### SOURCE PASSAGE ###

Patches are also layered on top of the original solution, which is important in terms of predictability of code deployments. This is especially handy if you are creating an app or ISV code, or are keeping a close eye on what is deployed in your production orgs. Patches should be faster to deploy as you are only deploying part of a solution, and individual developers can deploy patches instead of waiting for other devs to complete functionality.

Let’s take a look at how patching works.

In this post, we will:

  1. Export a managed solution 1.0.0.1 from Source
  2. Import the managed solution 1.0.0.1 into the Target
  3. Update source and export managed solution 1.0.0.2
  4. Import managed solution 1.0.0.2 into the Target
  5. Create managed solution patch 1.0.1.2
  6. Update the source org and export 1.0.1.2
  7. Deploy patch 1.0.1.2 into to target
  8. Create patch 1.0.2.2
  9. Import 1.0.2.2 into target
  10. Patch 1.0.3.2
  11. Roll back a patch
  12. Clone solution

Solution Versions

Before we start, Dynamics 365 / Power Apps / Power Platform solution versions are in the format <major>.<minor>.<build>.<revision>. You can read more about the format in my blog post on how solution version numbers work, but for now, we just need to know the main structure.

### AVAILABLE DATA ###

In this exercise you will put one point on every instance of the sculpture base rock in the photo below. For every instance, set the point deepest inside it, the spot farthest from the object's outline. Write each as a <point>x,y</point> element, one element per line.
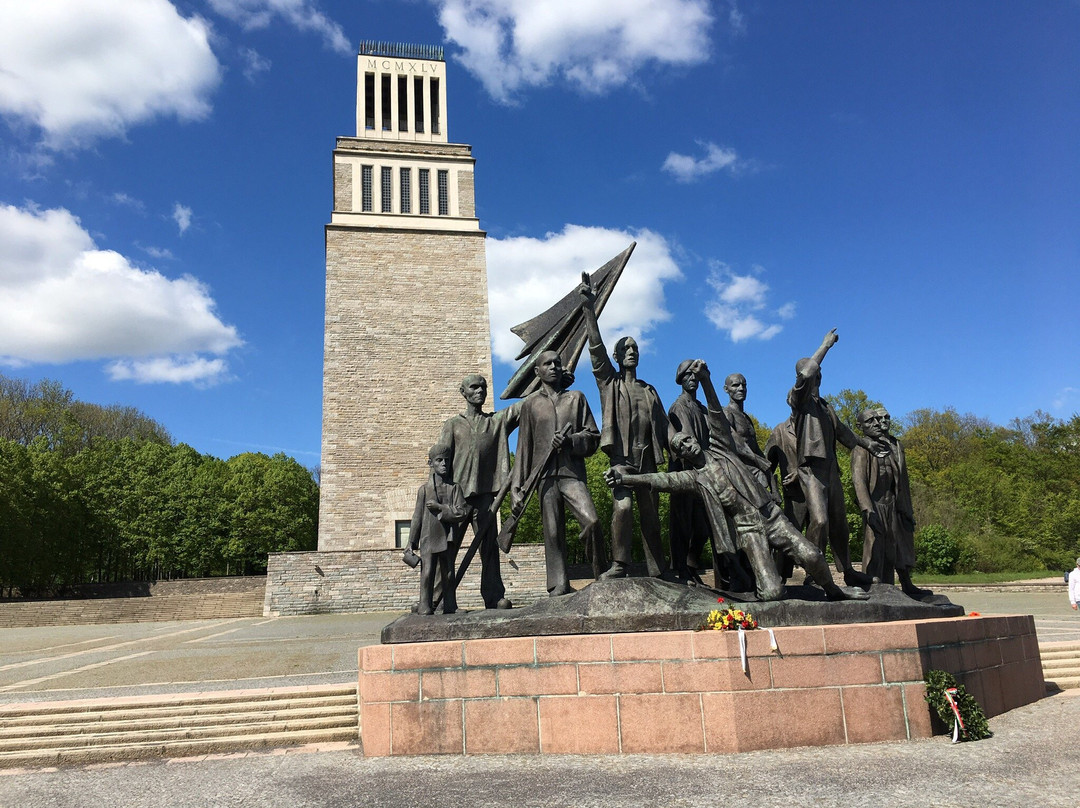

###

GOALS:
a) From the passage on solution patching, list the named parts of the solution version format, in order.
b) Rewrite the passage on solution patching starting at "Patches are also" and ending at "to complete functionality.", changing "predictability" to "reliability".
c) According to the passage on solution patching, why should patches be faster to deploy?

ANSWERS GIVEN:
a) major, minor, build, revision

b)
Patches are also layered on top of the original solution, which is important in terms of reliability of code deployments. This is especially handy if you are creating an app or ISV code, or are keeping a close eye on what is deployed in your production orgs. Patches should be faster to deploy as you are only deploying part of a solution, and individual developers can deploy patches instead of waiting for other devs to complete functionality.

c) You are only deploying part of a solution.